● TASK INSTRUCTIONS:
Print every line of the data below word for word, leaving out the pictures.

● SUPPLIED RECORDS:
%%

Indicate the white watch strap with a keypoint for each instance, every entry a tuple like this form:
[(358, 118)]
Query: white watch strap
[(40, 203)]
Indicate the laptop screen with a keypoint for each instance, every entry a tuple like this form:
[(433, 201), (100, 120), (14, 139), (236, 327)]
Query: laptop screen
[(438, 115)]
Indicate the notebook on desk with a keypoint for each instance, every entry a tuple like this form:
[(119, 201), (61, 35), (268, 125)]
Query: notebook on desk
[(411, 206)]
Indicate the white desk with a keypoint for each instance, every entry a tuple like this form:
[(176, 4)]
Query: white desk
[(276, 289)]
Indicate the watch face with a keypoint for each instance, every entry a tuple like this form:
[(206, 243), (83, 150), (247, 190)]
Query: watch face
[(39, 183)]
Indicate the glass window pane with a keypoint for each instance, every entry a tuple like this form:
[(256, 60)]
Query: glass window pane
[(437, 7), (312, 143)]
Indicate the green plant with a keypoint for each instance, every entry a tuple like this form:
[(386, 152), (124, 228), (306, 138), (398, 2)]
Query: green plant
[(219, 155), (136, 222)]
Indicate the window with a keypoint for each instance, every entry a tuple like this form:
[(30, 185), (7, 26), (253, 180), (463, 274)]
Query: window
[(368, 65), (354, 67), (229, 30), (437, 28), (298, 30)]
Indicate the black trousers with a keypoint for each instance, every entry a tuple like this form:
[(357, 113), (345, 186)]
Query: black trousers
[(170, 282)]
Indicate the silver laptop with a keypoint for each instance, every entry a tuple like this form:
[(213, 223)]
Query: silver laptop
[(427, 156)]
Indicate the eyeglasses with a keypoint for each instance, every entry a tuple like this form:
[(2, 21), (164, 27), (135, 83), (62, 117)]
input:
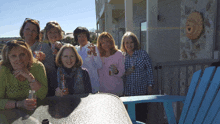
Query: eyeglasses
[(32, 20)]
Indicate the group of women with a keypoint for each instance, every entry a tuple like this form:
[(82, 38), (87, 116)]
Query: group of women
[(49, 69)]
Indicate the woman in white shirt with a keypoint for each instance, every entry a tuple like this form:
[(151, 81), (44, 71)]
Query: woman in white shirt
[(89, 54)]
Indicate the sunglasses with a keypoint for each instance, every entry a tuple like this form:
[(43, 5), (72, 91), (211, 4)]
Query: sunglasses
[(32, 20), (15, 43)]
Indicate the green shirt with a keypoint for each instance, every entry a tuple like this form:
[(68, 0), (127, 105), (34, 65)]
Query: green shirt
[(13, 89)]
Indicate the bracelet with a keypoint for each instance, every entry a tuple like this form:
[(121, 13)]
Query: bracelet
[(33, 80), (117, 72), (16, 105)]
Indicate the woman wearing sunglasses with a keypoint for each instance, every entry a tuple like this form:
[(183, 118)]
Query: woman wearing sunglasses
[(30, 32), (19, 73)]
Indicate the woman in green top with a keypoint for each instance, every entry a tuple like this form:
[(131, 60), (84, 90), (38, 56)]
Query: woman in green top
[(19, 73)]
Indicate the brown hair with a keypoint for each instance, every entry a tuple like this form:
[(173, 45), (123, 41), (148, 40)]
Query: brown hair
[(58, 61), (50, 25), (107, 36), (7, 49), (81, 30), (133, 38), (34, 22)]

%%

● ANSWER TO THE TASK:
Indicate the white watch strap with a keypoint for each instance, every entry a tuple like this form:
[(358, 118)]
Query: white watch strap
[(40, 203)]
Indicate the laptop screen with a keypoint for each instance, every entry a tuple like this form:
[(433, 201), (100, 120), (14, 139), (236, 327)]
Query: laptop screen
[(438, 115)]
Indicate the notebook on desk with a keypoint for each instance, every entry a tuple like this form:
[(119, 201), (61, 35), (268, 125)]
Query: notebook on desk
[(411, 206)]
Indicate the white desk with a keypoint for each instance, every entry a tuple like this form:
[(176, 4)]
Query: white desk
[(276, 289)]
Indicate the watch face with a keypoint for each instance, every entry a tuple like this form:
[(206, 243), (83, 150), (247, 190)]
Query: watch face
[(39, 183)]
Indicate the glass window pane with a keypoint for each instance, every entry a tuple like this form:
[(256, 60)]
Query: glass window pane
[(437, 7), (312, 143)]
Indicate the green plant with a keypoint for each instance, every entry a tuple like this form:
[(386, 152), (124, 228), (306, 138), (398, 2)]
Query: green plant
[(219, 155), (136, 222)]
Indicate the window with a keypoint for each instance, every entry a tuple like this form:
[(30, 185), (7, 26), (253, 180), (463, 274)]
Query: window
[(368, 65), (354, 67), (229, 30), (437, 28), (298, 30)]
Indicate the black trousers with a keypoint for each instance, every entry a tuple like this form:
[(357, 113), (345, 186)]
Query: black trousers
[(170, 282)]
Indicate the silver laptop with a keypoint for each instance, every entry a tuple like this form:
[(213, 223)]
Query: silver laptop
[(427, 156)]
Indicate the eyeglasses with a keypoint for each instance, every entry a tuple like this form:
[(2, 21), (164, 27), (135, 83), (62, 117)]
input:
Query: eyeglasses
[(32, 20)]
Indicate the group of women with a keypoint for each instance, every entry a tuple like this form:
[(82, 38), (87, 116)]
Query: group of women
[(49, 69)]
Indicate the woman in white shirt with a keypoint for each instance, every entry a tuple like this form:
[(151, 81), (44, 71)]
Query: woman in white shirt
[(89, 54)]
Indicate the sunglasses with a keypoint for each instance, every entry a tuple like this form:
[(43, 5), (72, 91), (211, 4)]
Query: sunglasses
[(32, 20), (15, 43)]
Indicate the green shirt with a keypoint for each instance, every entry a tuple like this form:
[(68, 0), (127, 105), (34, 65)]
Query: green shirt
[(13, 89)]
Indicate the bracelet with a keypoint for each instance, every entry a tuple like this form:
[(121, 13)]
Query: bracelet
[(33, 80), (117, 72), (16, 105)]
Indicate the woman wearing sunglasses with a keypoint for each instance, every entry a tuple like this form:
[(183, 118)]
Query: woman wearing sunglasses
[(30, 32), (19, 73)]
Indicate the woman in green top with a keypoint for each instance, every entry a tuple like this form:
[(131, 60), (84, 90), (38, 56)]
Query: woman in green top
[(19, 73)]
Indicate the brown hair with a keypoint for each instance, every entry a tuple like this form:
[(173, 45), (123, 41), (148, 40)]
Query: brown hair
[(58, 61), (50, 25), (107, 36), (7, 49), (81, 30), (133, 38), (34, 22)]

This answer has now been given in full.